Entries taken from a collection:
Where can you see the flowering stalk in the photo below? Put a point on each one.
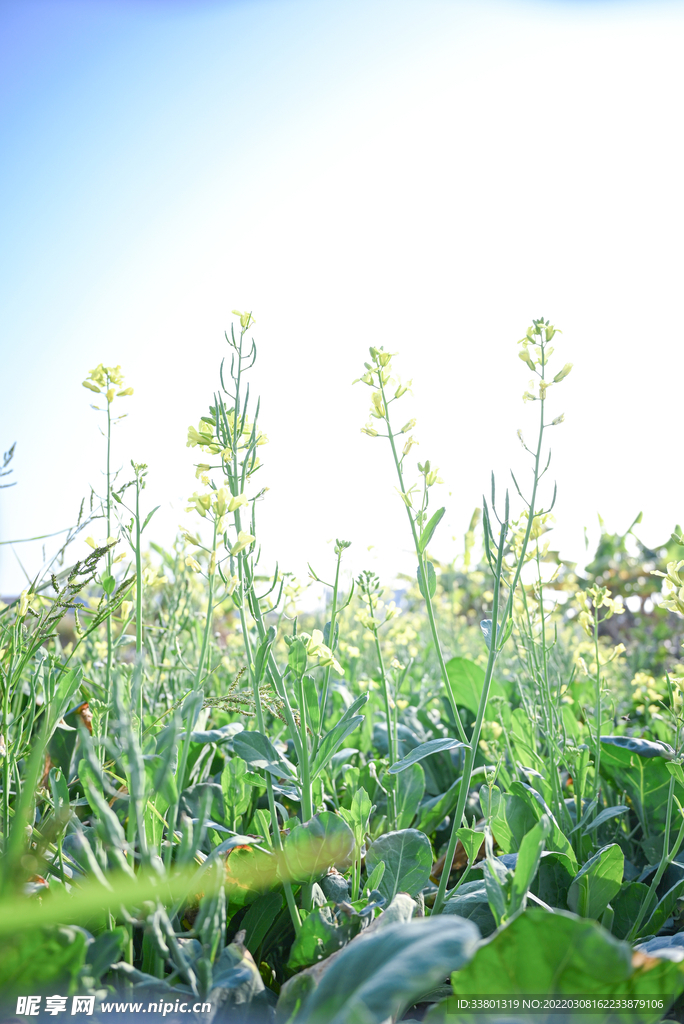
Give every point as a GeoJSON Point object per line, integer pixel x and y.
{"type": "Point", "coordinates": [108, 381]}
{"type": "Point", "coordinates": [370, 587]}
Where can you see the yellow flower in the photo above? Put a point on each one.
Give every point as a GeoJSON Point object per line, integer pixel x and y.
{"type": "Point", "coordinates": [377, 407]}
{"type": "Point", "coordinates": [200, 504]}
{"type": "Point", "coordinates": [245, 318]}
{"type": "Point", "coordinates": [562, 374]}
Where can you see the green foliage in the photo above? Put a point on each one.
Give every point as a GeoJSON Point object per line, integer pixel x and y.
{"type": "Point", "coordinates": [207, 790]}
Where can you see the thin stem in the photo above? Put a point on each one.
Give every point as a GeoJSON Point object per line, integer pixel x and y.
{"type": "Point", "coordinates": [421, 557]}
{"type": "Point", "coordinates": [210, 609]}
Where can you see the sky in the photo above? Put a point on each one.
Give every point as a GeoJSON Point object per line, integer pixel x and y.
{"type": "Point", "coordinates": [427, 175]}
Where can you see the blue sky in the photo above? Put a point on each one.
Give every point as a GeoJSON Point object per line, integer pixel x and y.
{"type": "Point", "coordinates": [426, 174]}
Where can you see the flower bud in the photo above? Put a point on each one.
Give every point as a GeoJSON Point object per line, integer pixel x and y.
{"type": "Point", "coordinates": [377, 407]}
{"type": "Point", "coordinates": [563, 373]}
{"type": "Point", "coordinates": [244, 541]}
{"type": "Point", "coordinates": [525, 356]}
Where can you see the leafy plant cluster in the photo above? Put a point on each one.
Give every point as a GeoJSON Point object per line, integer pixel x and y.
{"type": "Point", "coordinates": [467, 787]}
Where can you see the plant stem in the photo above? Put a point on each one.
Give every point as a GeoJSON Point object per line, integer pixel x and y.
{"type": "Point", "coordinates": [210, 610]}
{"type": "Point", "coordinates": [422, 560]}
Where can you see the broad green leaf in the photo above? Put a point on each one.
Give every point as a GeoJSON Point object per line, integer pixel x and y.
{"type": "Point", "coordinates": [377, 977]}
{"type": "Point", "coordinates": [429, 529]}
{"type": "Point", "coordinates": [410, 788]}
{"type": "Point", "coordinates": [408, 857]}
{"type": "Point", "coordinates": [554, 878]}
{"type": "Point", "coordinates": [597, 882]}
{"type": "Point", "coordinates": [605, 815]}
{"type": "Point", "coordinates": [318, 844]}
{"type": "Point", "coordinates": [471, 841]}
{"type": "Point", "coordinates": [512, 817]}
{"type": "Point", "coordinates": [424, 751]}
{"type": "Point", "coordinates": [258, 752]}
{"type": "Point", "coordinates": [527, 862]}
{"type": "Point", "coordinates": [467, 681]}
{"type": "Point", "coordinates": [259, 919]}
{"type": "Point", "coordinates": [559, 953]}
{"type": "Point", "coordinates": [470, 900]}
{"type": "Point", "coordinates": [642, 771]}
{"type": "Point", "coordinates": [431, 581]}
{"type": "Point", "coordinates": [557, 840]}
{"type": "Point", "coordinates": [675, 768]}
{"type": "Point", "coordinates": [626, 906]}
{"type": "Point", "coordinates": [664, 909]}
{"type": "Point", "coordinates": [319, 936]}
{"type": "Point", "coordinates": [435, 810]}
{"type": "Point", "coordinates": [375, 878]}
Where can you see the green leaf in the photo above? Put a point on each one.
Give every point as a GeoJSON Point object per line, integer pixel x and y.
{"type": "Point", "coordinates": [237, 792]}
{"type": "Point", "coordinates": [105, 950]}
{"type": "Point", "coordinates": [467, 681]}
{"type": "Point", "coordinates": [512, 817]}
{"type": "Point", "coordinates": [375, 878]}
{"type": "Point", "coordinates": [675, 768]}
{"type": "Point", "coordinates": [377, 977]}
{"type": "Point", "coordinates": [311, 848]}
{"type": "Point", "coordinates": [424, 751]}
{"type": "Point", "coordinates": [148, 517]}
{"type": "Point", "coordinates": [258, 752]}
{"type": "Point", "coordinates": [319, 937]}
{"type": "Point", "coordinates": [597, 883]}
{"type": "Point", "coordinates": [605, 815]}
{"type": "Point", "coordinates": [626, 906]}
{"type": "Point", "coordinates": [408, 857]}
{"type": "Point", "coordinates": [259, 918]}
{"type": "Point", "coordinates": [333, 739]}
{"type": "Point", "coordinates": [529, 855]}
{"type": "Point", "coordinates": [312, 707]}
{"type": "Point", "coordinates": [426, 536]}
{"type": "Point", "coordinates": [664, 909]}
{"type": "Point", "coordinates": [297, 657]}
{"type": "Point", "coordinates": [262, 654]}
{"type": "Point", "coordinates": [558, 953]}
{"type": "Point", "coordinates": [471, 901]}
{"type": "Point", "coordinates": [644, 773]}
{"type": "Point", "coordinates": [33, 961]}
{"type": "Point", "coordinates": [409, 793]}
{"type": "Point", "coordinates": [435, 810]}
{"type": "Point", "coordinates": [431, 581]}
{"type": "Point", "coordinates": [471, 841]}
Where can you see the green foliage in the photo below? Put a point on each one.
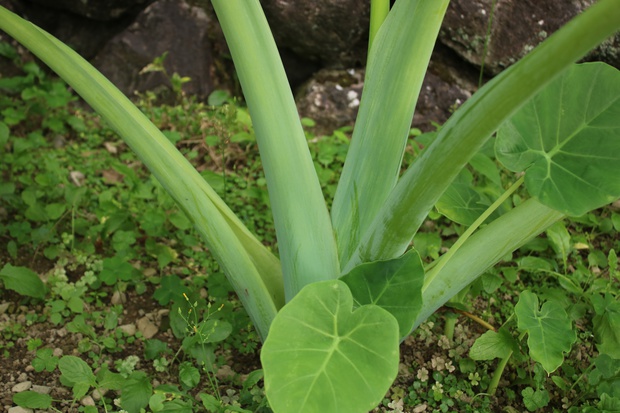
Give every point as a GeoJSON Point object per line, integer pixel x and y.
{"type": "Point", "coordinates": [566, 140]}
{"type": "Point", "coordinates": [318, 335]}
{"type": "Point", "coordinates": [319, 349]}
{"type": "Point", "coordinates": [550, 333]}
{"type": "Point", "coordinates": [23, 281]}
{"type": "Point", "coordinates": [393, 285]}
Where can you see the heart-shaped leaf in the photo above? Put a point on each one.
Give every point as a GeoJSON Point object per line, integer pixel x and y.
{"type": "Point", "coordinates": [394, 285]}
{"type": "Point", "coordinates": [567, 138]}
{"type": "Point", "coordinates": [23, 281]}
{"type": "Point", "coordinates": [549, 328]}
{"type": "Point", "coordinates": [322, 357]}
{"type": "Point", "coordinates": [493, 345]}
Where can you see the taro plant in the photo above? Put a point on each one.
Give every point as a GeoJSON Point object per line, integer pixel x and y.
{"type": "Point", "coordinates": [346, 287]}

EXERCISE DESCRIPTION
No picture belongs in the copy. Print every entry above exactly as it stands.

ANSWER AREA
Where can you see the flowering stalk in the photo below? Put a point on each one.
Give every point as a GeoJSON Point object per line, integer pixel x and y.
{"type": "Point", "coordinates": [108, 381]}
{"type": "Point", "coordinates": [370, 587]}
Where can you see the yellow flower in the photo above? Put a point on each one.
Give every point as a GeoJSON Point object per line, integer pixel x and y.
{"type": "Point", "coordinates": [377, 407]}
{"type": "Point", "coordinates": [200, 504]}
{"type": "Point", "coordinates": [245, 318]}
{"type": "Point", "coordinates": [562, 374]}
Where can you see the green foliage in the photo above? Put a point on each one.
Give every point as a GeoJSON Point object per line, integer pixel x and y.
{"type": "Point", "coordinates": [207, 790]}
Where can you see the thin stem in the photo above? Put a point on each one.
Give every point as a GeoJSON Point object per line, integer pixel x and y.
{"type": "Point", "coordinates": [421, 557]}
{"type": "Point", "coordinates": [210, 609]}
Where can you see the sky in the photo above? Put a point on each one.
Give every point as a GeoJSON Point object per line, integer pixel x and y.
{"type": "Point", "coordinates": [427, 175]}
Where can you see the blue sky in the photo above? Put a point on each one.
Give every point as a GeoJSON Point object per line, integer pixel x and y.
{"type": "Point", "coordinates": [426, 174]}
Where can you see the flower bud in the photo above? Put a point on each one.
Give every point as a GeoJSON Point object per line, integer pixel x and y.
{"type": "Point", "coordinates": [377, 407]}
{"type": "Point", "coordinates": [563, 373]}
{"type": "Point", "coordinates": [244, 541]}
{"type": "Point", "coordinates": [525, 356]}
Where can you see the leafy plant cluster in the photo above? Put a point on each one.
Give every point as a GeoJSON Point object per line, integer pixel x and y.
{"type": "Point", "coordinates": [467, 787]}
Where can you see the plant stem in the photo above? Put a point on each one.
Give every point as a GeoJSON Point object per line, integer pixel x and y.
{"type": "Point", "coordinates": [210, 610]}
{"type": "Point", "coordinates": [422, 560]}
Where can you see the broad green leaf in the photo above? Put a point on each one.
Give every point as a GeoJSON Point object per line, integer pixel x and y.
{"type": "Point", "coordinates": [377, 977]}
{"type": "Point", "coordinates": [429, 529]}
{"type": "Point", "coordinates": [410, 788]}
{"type": "Point", "coordinates": [408, 857]}
{"type": "Point", "coordinates": [554, 878]}
{"type": "Point", "coordinates": [597, 882]}
{"type": "Point", "coordinates": [605, 815]}
{"type": "Point", "coordinates": [318, 844]}
{"type": "Point", "coordinates": [471, 841]}
{"type": "Point", "coordinates": [512, 817]}
{"type": "Point", "coordinates": [424, 751]}
{"type": "Point", "coordinates": [258, 752]}
{"type": "Point", "coordinates": [527, 862]}
{"type": "Point", "coordinates": [467, 681]}
{"type": "Point", "coordinates": [259, 919]}
{"type": "Point", "coordinates": [559, 953]}
{"type": "Point", "coordinates": [470, 900]}
{"type": "Point", "coordinates": [642, 771]}
{"type": "Point", "coordinates": [431, 581]}
{"type": "Point", "coordinates": [557, 840]}
{"type": "Point", "coordinates": [675, 768]}
{"type": "Point", "coordinates": [626, 906]}
{"type": "Point", "coordinates": [664, 909]}
{"type": "Point", "coordinates": [319, 936]}
{"type": "Point", "coordinates": [435, 810]}
{"type": "Point", "coordinates": [375, 878]}
Where can you see the green leaf in the photo above? Put a point on each one.
Give every point as a GeoJSON Point object per line, integer pixel x and y.
{"type": "Point", "coordinates": [237, 792]}
{"type": "Point", "coordinates": [105, 950]}
{"type": "Point", "coordinates": [467, 681]}
{"type": "Point", "coordinates": [512, 817]}
{"type": "Point", "coordinates": [375, 878]}
{"type": "Point", "coordinates": [675, 768]}
{"type": "Point", "coordinates": [377, 977]}
{"type": "Point", "coordinates": [311, 848]}
{"type": "Point", "coordinates": [424, 751]}
{"type": "Point", "coordinates": [148, 517]}
{"type": "Point", "coordinates": [258, 752]}
{"type": "Point", "coordinates": [319, 937]}
{"type": "Point", "coordinates": [597, 883]}
{"type": "Point", "coordinates": [605, 815]}
{"type": "Point", "coordinates": [626, 906]}
{"type": "Point", "coordinates": [408, 857]}
{"type": "Point", "coordinates": [259, 918]}
{"type": "Point", "coordinates": [333, 739]}
{"type": "Point", "coordinates": [529, 855]}
{"type": "Point", "coordinates": [312, 707]}
{"type": "Point", "coordinates": [426, 536]}
{"type": "Point", "coordinates": [664, 909]}
{"type": "Point", "coordinates": [297, 657]}
{"type": "Point", "coordinates": [262, 654]}
{"type": "Point", "coordinates": [558, 953]}
{"type": "Point", "coordinates": [471, 901]}
{"type": "Point", "coordinates": [644, 773]}
{"type": "Point", "coordinates": [33, 961]}
{"type": "Point", "coordinates": [409, 793]}
{"type": "Point", "coordinates": [435, 810]}
{"type": "Point", "coordinates": [431, 581]}
{"type": "Point", "coordinates": [471, 841]}
Where can you see the green foliage in the photo below? Put a point on each one.
Give every point as a GeoJSON Point object per line, integer pixel x and y.
{"type": "Point", "coordinates": [566, 140]}
{"type": "Point", "coordinates": [318, 335]}
{"type": "Point", "coordinates": [319, 349]}
{"type": "Point", "coordinates": [550, 333]}
{"type": "Point", "coordinates": [23, 281]}
{"type": "Point", "coordinates": [393, 285]}
Where can you see the heart-shaped leaf in the photo above? Put a point on each one.
Give every point as a GeoJSON Point object per line, integer pixel x and y.
{"type": "Point", "coordinates": [394, 285]}
{"type": "Point", "coordinates": [567, 138]}
{"type": "Point", "coordinates": [23, 281]}
{"type": "Point", "coordinates": [549, 328]}
{"type": "Point", "coordinates": [322, 357]}
{"type": "Point", "coordinates": [493, 345]}
Where can you see the taro plant in the photo above? Put a point on each one.
Give every point as a GeoJSON Point object per line, integer pixel x and y.
{"type": "Point", "coordinates": [346, 287]}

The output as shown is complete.